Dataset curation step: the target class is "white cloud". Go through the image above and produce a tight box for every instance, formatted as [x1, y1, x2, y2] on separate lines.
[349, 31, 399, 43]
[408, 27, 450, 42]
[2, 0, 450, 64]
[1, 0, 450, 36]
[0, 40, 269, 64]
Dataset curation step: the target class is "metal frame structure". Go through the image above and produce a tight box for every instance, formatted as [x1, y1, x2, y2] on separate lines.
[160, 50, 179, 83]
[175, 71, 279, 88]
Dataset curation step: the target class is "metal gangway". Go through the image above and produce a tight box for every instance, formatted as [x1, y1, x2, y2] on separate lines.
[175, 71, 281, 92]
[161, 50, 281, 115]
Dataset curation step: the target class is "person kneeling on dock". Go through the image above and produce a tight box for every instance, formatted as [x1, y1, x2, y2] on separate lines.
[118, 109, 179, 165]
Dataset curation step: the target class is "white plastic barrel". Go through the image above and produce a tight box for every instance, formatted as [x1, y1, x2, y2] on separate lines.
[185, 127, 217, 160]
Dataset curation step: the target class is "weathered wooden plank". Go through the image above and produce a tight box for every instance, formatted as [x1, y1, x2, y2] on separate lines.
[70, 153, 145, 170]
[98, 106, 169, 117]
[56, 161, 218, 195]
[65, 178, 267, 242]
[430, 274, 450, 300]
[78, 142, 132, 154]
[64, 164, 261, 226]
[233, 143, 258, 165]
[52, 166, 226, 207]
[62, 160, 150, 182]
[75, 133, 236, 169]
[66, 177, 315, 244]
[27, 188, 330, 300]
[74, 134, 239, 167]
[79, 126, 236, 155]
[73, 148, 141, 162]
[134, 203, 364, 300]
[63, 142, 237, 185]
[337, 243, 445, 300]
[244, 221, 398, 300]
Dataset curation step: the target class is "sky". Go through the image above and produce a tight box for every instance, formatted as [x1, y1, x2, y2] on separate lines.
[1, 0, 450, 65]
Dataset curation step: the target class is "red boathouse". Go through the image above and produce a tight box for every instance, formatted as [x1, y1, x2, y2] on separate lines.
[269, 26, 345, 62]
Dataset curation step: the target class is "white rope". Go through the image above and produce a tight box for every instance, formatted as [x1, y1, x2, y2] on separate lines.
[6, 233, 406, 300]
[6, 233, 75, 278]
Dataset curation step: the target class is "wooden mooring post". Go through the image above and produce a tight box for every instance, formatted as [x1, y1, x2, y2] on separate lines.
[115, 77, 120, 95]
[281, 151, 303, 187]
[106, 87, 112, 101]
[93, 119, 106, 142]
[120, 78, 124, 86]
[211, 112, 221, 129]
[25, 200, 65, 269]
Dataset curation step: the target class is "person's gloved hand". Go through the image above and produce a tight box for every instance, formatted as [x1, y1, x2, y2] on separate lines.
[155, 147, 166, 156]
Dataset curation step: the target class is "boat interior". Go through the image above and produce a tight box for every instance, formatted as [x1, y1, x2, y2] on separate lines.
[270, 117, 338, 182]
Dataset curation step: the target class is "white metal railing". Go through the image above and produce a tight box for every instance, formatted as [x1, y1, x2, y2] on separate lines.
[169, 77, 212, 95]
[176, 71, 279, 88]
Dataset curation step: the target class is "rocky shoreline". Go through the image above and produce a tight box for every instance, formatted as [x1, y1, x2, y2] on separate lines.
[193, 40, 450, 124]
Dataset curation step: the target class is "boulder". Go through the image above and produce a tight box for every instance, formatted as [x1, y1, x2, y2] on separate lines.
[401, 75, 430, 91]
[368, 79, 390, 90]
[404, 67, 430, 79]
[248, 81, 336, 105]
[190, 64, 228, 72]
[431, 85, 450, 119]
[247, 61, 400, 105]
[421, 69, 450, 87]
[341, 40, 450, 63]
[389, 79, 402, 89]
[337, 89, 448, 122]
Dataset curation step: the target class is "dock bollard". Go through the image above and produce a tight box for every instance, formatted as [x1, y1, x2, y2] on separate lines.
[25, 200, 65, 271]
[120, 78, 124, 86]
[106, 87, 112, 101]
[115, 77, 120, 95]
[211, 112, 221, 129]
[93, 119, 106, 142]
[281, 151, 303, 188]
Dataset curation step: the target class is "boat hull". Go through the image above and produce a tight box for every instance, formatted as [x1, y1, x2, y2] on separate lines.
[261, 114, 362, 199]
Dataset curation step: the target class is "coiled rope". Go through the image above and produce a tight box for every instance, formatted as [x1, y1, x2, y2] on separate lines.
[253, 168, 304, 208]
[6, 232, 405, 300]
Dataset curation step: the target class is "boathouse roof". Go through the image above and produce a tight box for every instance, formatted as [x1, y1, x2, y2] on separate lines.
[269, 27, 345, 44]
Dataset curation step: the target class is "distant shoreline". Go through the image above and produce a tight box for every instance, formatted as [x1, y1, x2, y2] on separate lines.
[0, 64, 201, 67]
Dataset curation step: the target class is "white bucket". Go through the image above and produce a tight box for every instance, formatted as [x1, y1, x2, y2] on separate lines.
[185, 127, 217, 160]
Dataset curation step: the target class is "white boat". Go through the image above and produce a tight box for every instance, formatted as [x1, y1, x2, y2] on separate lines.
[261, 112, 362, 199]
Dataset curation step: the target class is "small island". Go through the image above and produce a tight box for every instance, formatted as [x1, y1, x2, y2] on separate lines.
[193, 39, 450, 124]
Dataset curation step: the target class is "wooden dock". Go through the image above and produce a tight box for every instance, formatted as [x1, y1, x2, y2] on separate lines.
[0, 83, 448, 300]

* * * * * * * * *

• What is expected: The response should consist of every record above, reproduced exactly.

• Solution:
Dataset curation step: the target class is "white cloud". Go through the image above and produce a tight box for every instance, formatted as [x1, y1, x2, y2] on separate lines.
[349, 31, 399, 43]
[408, 27, 450, 42]
[2, 0, 450, 64]
[1, 0, 450, 36]
[0, 40, 269, 64]
Dataset curation step: the target class is "metal frame structure". Go through the image above and produce a tight box for every instance, formatted as [x1, y1, x2, y2] on separate lines.
[160, 50, 179, 83]
[175, 71, 279, 88]
Dataset curation step: the target class is "metal gangway". Go through the image above and produce a tight box for every instance, formatted as [x1, y1, x2, y2] on separate lines.
[175, 71, 281, 92]
[161, 50, 281, 115]
Dataset curation step: the target class is "person kneeling on dock". Go through the image above and produce a tight box for every instance, formatted as [x1, y1, x2, y2] on separate lines.
[118, 109, 179, 165]
Dataset curation step: the target class is "white plastic barrel". Go through the image above and produce a tight box for every instance, formatted as [x1, y1, x2, y2] on separate lines.
[185, 127, 217, 160]
Dataset curation step: the target class is "weathered wooden plank". Go through the image above and produce a tight box for every instance, formatted as [x1, y1, x2, y2] on separate lines.
[70, 153, 145, 170]
[98, 106, 169, 117]
[56, 161, 218, 195]
[65, 178, 267, 242]
[430, 274, 450, 300]
[78, 142, 132, 154]
[64, 164, 261, 226]
[233, 143, 258, 165]
[52, 166, 226, 207]
[62, 160, 150, 182]
[75, 133, 236, 169]
[66, 177, 315, 244]
[27, 188, 330, 300]
[74, 134, 239, 167]
[79, 126, 236, 155]
[73, 148, 141, 162]
[134, 203, 364, 300]
[63, 142, 237, 185]
[337, 243, 445, 300]
[244, 221, 398, 300]
Dataset curation step: the target class is "sky". Go through the image above and produce a tight box for every instance, formatted as [x1, y1, x2, y2] on separate lines.
[1, 0, 450, 65]
Dataset curation step: the target class is "red boathouse". Go through the image above and produce a tight box for every instance, formatted as [x1, y1, x2, y2] on separate lines.
[269, 26, 345, 62]
Dataset curation step: the target class is "white rope". Go through the image above and produce a tight box for every instance, formatted as [x1, y1, x2, y2] on separate lines.
[6, 233, 406, 300]
[6, 233, 75, 278]
Dataset curation step: the target class is "wooden mooring post". Go through the image above and produce a tight box for every instance, formatted as [x1, y1, x2, y2] on separate lines.
[115, 77, 120, 95]
[281, 151, 303, 187]
[106, 87, 112, 101]
[93, 119, 106, 142]
[120, 78, 124, 86]
[211, 112, 221, 129]
[25, 200, 65, 269]
Dataset curation step: the target class is "person's gloved hand". Go through the image above and produce a tight box for every instance, formatted as [x1, y1, x2, y2] on separate lines.
[155, 147, 166, 156]
Dataset curation step: the target class is "boat interior". Go through the image above and produce a tight box for every instance, formatted as [x1, y1, x2, y2] on separate lines.
[270, 117, 338, 182]
Dataset curation step: the target class is "white metal railing". Go through the image above and produce a tight box for every instance, formatted as [x1, y1, x2, y2] on separate lines.
[169, 77, 212, 95]
[176, 71, 279, 88]
Dataset curation step: the target class is "rocky shoreline". Go through the image above and produce a tight box for every instance, formatted as [x1, y1, x2, y2] on separate lines.
[193, 40, 450, 124]
Dataset curation step: the target class is "boulder". Go through the image above and produce a tight box for every instance, formatted as [x1, y1, x2, y2] on separate lines.
[401, 75, 430, 91]
[368, 79, 390, 90]
[404, 67, 430, 79]
[248, 81, 336, 105]
[190, 64, 228, 72]
[431, 85, 450, 119]
[247, 61, 400, 105]
[421, 69, 450, 87]
[341, 40, 450, 63]
[389, 79, 402, 89]
[337, 89, 448, 122]
Dataset curation step: the target class is "dock bollard". Go through the image above and produce a tight box for every instance, formatted as [x1, y1, x2, y2] on separate lines.
[25, 200, 65, 271]
[120, 78, 124, 86]
[106, 87, 112, 101]
[115, 77, 120, 95]
[211, 112, 221, 129]
[93, 119, 106, 142]
[281, 151, 303, 188]
Dataset curation step: the target class is "boat hull". Go through the image above and produce a tight box for every instance, formatted as [x1, y1, x2, y2] on separate lines.
[261, 114, 362, 199]
Dataset curation step: the target class is "coiled rope". Go through the image above and produce a tight box for every instance, formatted as [x1, y1, x2, y2] on separate lines.
[253, 168, 304, 208]
[6, 232, 405, 300]
Dataset curation step: the target class is "boathouse roof". Go through the image above and produce a tight box for every instance, formatted as [x1, y1, x2, y2] on separate lines.
[269, 27, 345, 44]
Dataset curation step: the target class is "distant shoreline". Go through the image above and produce a tight box for every instance, formatted as [x1, y1, x2, y2] on separate lines.
[0, 64, 201, 67]
Dataset curation step: the target class is "white bucket". Go through the image above and produce a tight box for every instance, formatted as [x1, y1, x2, y2] on separate lines.
[185, 127, 217, 160]
Dataset curation step: the target class is "white boat". Go through the image above and produce a tight box for every instance, formatted as [x1, y1, x2, y2] on separate lines.
[261, 112, 362, 199]
Dataset curation step: the target class is "small island". Go through the image above and produce a tight box for every instance, formatted as [x1, y1, x2, y2] on separate lines.
[193, 39, 450, 124]
Dataset curation step: the target class is "wooden dock". Go through the image above and produce a tight box for every instance, formatted as [x1, y1, x2, y2] on separate lines.
[0, 83, 448, 300]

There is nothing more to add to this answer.